**TEXTAUSZUG**
Mehrere Wahlrechtsreformen
Eine Regierung muss 151 von 300 Abgeordnete im Parlament hinter sich bringen. Diese Mehrheit zu erreichen war bei dieser Wahl für eine einzelne Partei jedoch schwerer als noch 2019. Grund ist eine noch von der Syriza-Regierung vor der Wahl 2019 beschlossene Wahlrechtsreform, die bei dieser Wahl zur Anwendung kommt. Nach der bei der Wahl 2019 gültigen Regelung bekam die stärkste Partei 50 zusätzliche Mandate. 2023 aber wurden die Mandate nach den Regeln der einfachen Verhältniswahl vergeben.
Bei der nächsten Wahl würde eine von der ND-Regierung im vergangenen Jahr beschlossene Wahlrechtsreform greifen: ein sogenanntes "verstärktes Verhältniswahlrecht". Demnach erhält die erste Partei, die 25 Prozent der Stimmen auf sich vereint, einen Bonus von 20 Sitzen. Kann die stärkste Kraft noch mehr Wähler für sich gewinnen, kann dieser Bonus sogar auf bis zu 50 Mandate anwachsen.

**GEGEBENE DATEN**
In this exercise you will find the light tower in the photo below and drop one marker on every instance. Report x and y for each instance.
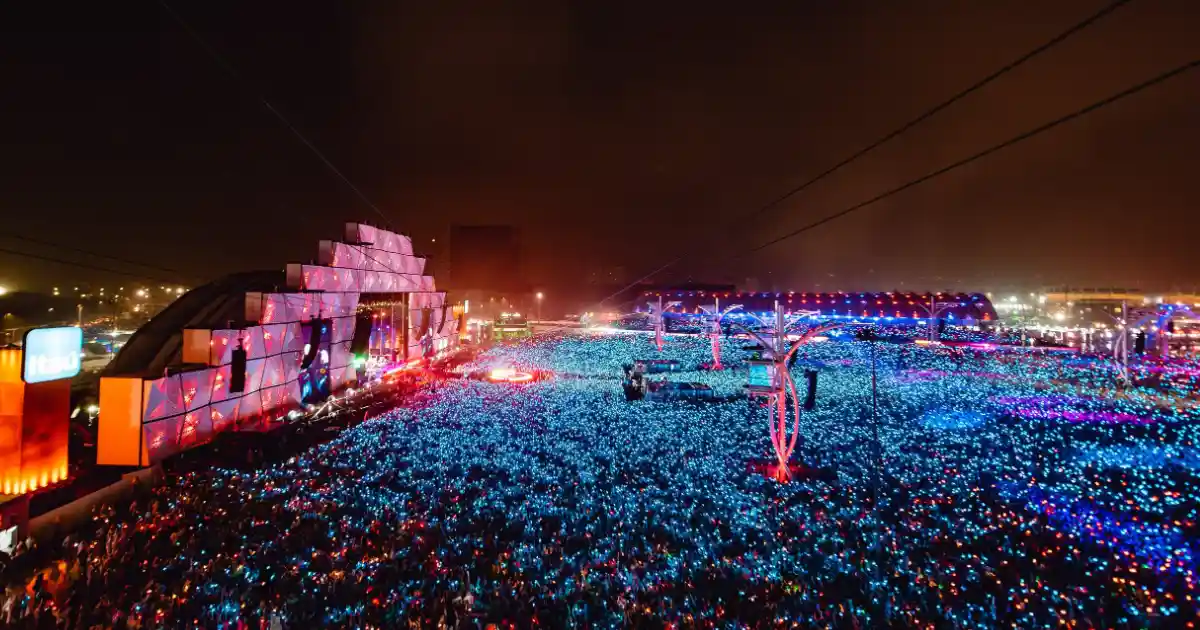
(934, 310)
(772, 379)
(714, 316)
(657, 318)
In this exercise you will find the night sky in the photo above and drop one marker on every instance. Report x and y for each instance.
(611, 133)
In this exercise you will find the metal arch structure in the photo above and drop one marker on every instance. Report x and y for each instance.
(1161, 317)
(657, 318)
(779, 351)
(714, 316)
(934, 310)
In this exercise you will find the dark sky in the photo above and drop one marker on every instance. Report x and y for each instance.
(611, 133)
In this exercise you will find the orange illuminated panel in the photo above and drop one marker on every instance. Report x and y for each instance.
(43, 433)
(197, 346)
(12, 401)
(118, 441)
(34, 420)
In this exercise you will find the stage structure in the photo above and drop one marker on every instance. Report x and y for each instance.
(1159, 319)
(715, 315)
(657, 312)
(239, 353)
(771, 378)
(935, 310)
(889, 309)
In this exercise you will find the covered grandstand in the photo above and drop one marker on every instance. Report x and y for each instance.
(963, 307)
(241, 352)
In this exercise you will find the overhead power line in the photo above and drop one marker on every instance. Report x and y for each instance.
(84, 265)
(88, 252)
(929, 113)
(228, 67)
(1011, 142)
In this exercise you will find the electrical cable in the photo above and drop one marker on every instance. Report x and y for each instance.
(97, 255)
(1036, 131)
(225, 65)
(85, 265)
(929, 113)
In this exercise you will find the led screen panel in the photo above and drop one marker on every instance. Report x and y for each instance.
(52, 354)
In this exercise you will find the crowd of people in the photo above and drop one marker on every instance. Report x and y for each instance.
(975, 490)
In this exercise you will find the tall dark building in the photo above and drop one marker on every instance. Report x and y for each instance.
(486, 258)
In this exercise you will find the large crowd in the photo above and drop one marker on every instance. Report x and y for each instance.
(977, 489)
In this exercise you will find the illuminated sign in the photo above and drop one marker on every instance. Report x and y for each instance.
(51, 354)
(762, 375)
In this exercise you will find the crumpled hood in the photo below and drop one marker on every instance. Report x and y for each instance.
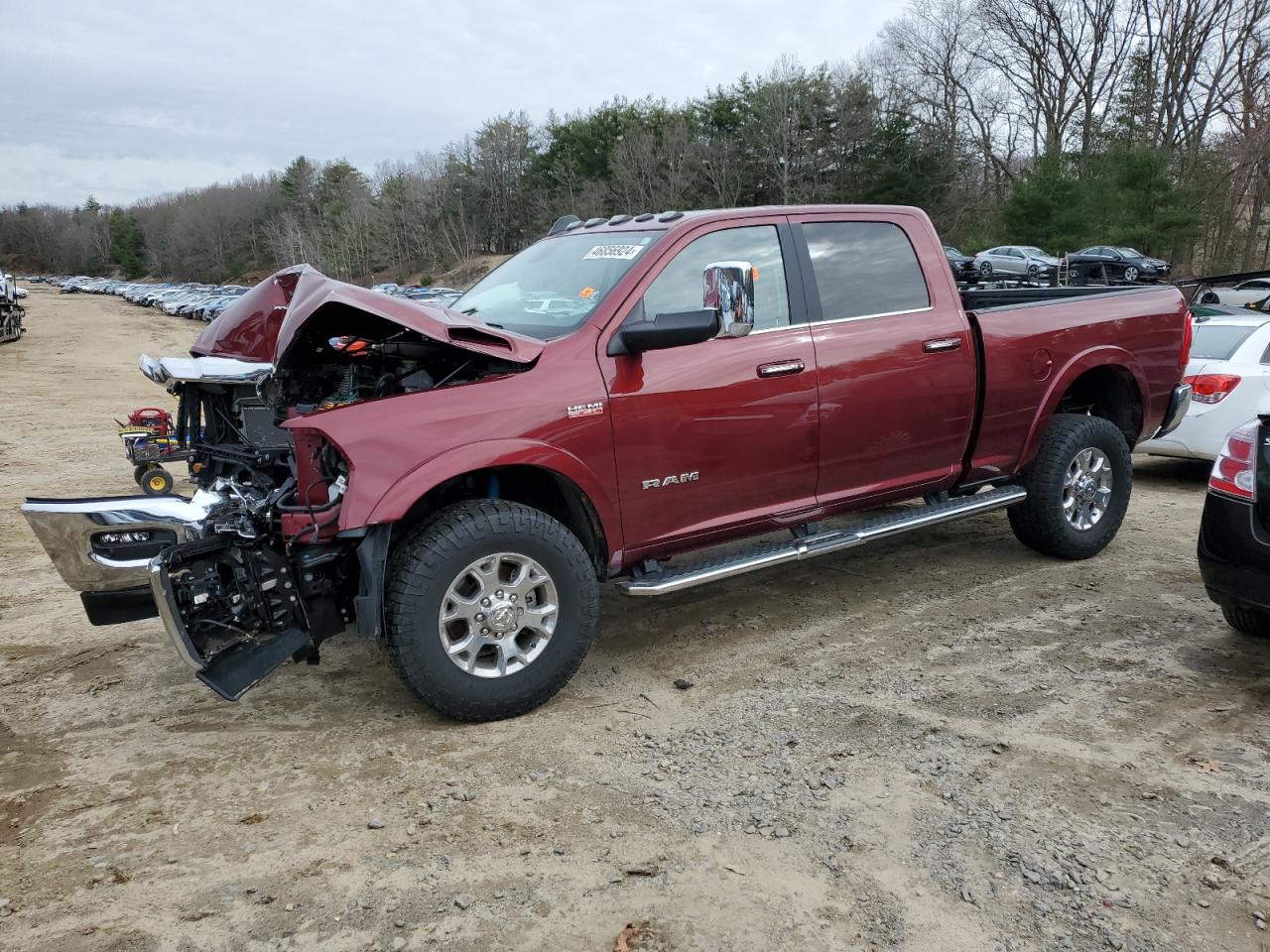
(273, 312)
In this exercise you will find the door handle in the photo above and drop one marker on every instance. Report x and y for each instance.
(780, 368)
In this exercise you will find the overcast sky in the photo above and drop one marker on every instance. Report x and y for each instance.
(136, 98)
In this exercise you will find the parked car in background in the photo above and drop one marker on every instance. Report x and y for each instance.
(1245, 293)
(1119, 263)
(1229, 376)
(1234, 530)
(1015, 261)
(962, 266)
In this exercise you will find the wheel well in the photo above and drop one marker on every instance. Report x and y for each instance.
(545, 490)
(1110, 393)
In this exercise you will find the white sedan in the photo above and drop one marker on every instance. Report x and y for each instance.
(1229, 373)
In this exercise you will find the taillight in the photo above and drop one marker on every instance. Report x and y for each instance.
(1211, 388)
(1233, 468)
(1188, 335)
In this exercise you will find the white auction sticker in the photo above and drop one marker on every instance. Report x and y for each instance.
(622, 253)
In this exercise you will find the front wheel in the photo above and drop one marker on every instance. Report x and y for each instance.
(1078, 488)
(490, 608)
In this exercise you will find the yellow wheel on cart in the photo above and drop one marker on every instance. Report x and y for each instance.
(157, 483)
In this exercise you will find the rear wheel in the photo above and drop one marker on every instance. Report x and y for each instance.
(1078, 486)
(1247, 621)
(490, 608)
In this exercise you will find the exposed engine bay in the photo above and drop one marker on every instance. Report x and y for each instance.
(345, 357)
(268, 579)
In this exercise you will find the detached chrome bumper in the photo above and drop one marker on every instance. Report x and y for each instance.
(105, 543)
(1179, 403)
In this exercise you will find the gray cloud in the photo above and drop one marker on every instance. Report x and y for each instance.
(131, 99)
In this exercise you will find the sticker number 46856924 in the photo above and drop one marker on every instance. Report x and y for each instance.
(624, 253)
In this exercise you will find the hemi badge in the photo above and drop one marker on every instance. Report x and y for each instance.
(585, 411)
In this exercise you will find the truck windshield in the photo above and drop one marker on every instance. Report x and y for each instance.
(550, 289)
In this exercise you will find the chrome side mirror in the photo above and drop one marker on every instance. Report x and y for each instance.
(728, 290)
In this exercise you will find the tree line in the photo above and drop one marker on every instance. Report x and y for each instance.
(1058, 123)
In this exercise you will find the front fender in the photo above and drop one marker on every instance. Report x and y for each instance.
(1102, 356)
(490, 453)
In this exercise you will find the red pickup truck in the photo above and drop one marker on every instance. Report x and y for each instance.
(457, 483)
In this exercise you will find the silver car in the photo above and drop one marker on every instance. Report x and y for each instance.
(1015, 261)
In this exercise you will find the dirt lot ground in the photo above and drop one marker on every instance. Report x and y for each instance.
(943, 743)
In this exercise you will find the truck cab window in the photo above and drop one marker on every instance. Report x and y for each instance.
(864, 268)
(680, 285)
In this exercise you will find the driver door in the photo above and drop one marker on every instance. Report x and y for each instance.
(719, 434)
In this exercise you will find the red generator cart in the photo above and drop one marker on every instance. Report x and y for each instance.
(149, 442)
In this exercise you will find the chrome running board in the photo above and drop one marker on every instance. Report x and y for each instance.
(663, 583)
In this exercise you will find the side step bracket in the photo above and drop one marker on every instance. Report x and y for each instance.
(677, 579)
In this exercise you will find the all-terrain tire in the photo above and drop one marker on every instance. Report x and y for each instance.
(1247, 621)
(423, 569)
(1039, 522)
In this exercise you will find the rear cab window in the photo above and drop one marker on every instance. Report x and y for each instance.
(864, 270)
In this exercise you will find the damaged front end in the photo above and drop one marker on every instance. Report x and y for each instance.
(258, 567)
(241, 599)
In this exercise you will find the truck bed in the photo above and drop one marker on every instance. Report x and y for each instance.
(1029, 358)
(998, 298)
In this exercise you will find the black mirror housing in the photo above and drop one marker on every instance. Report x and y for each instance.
(666, 330)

**FRAGEN ZUM MATERIAL**
A. Welche Zahlen nennt der Text zu den Wahlrechtsreformen für Sitze oder Abgeordnete? Schreib jede Zahl mit dem auf, wofür sie steht.
B. Schreib aus dem Text zu den Wahlrechtsreformen den Abschnitt ab, der bei „Mehrere Wahlrechtsreformen“ anfängt und bei „einfachen Verhältniswahl vergeben.“ aufhört.

**LÖSUNGEN**
A.
- 300: Abgeordnete im Parlament
- 151: so viele Abgeordnete braucht eine Regierung hinter sich
- 50: zusätzliche Mandate für die stärkste Partei nach der Regelung bei der Wahl 2019
- 20: Bonus-Sitze für die erste Partei, die 25 Prozent der Stimmen bekommt
- bis zu 50: auf so viele Mandate kann dieser Bonus anwachsen, wenn die stärkste Kraft noch mehr Wähler gewinnt

B.
Mehrere Wahlrechtsreformen
Eine Regierung muss 151 von 300 Abgeordnete im Parlament hinter sich bringen. Diese Mehrheit zu erreichen war bei dieser Wahl für eine einzelne Partei jedoch schwerer als noch 2019. Grund ist eine noch von der Syriza-Regierung vor der Wahl 2019 beschlossene Wahlrechtsreform, die bei dieser Wahl zur Anwendung kommt. Nach der bei der Wahl 2019 gültigen Regelung bekam die stärkste Partei 50 zusätzliche Mandate. 2023 aber wurden die Mandate nach den Regeln der einfachen Verhältniswahl vergeben.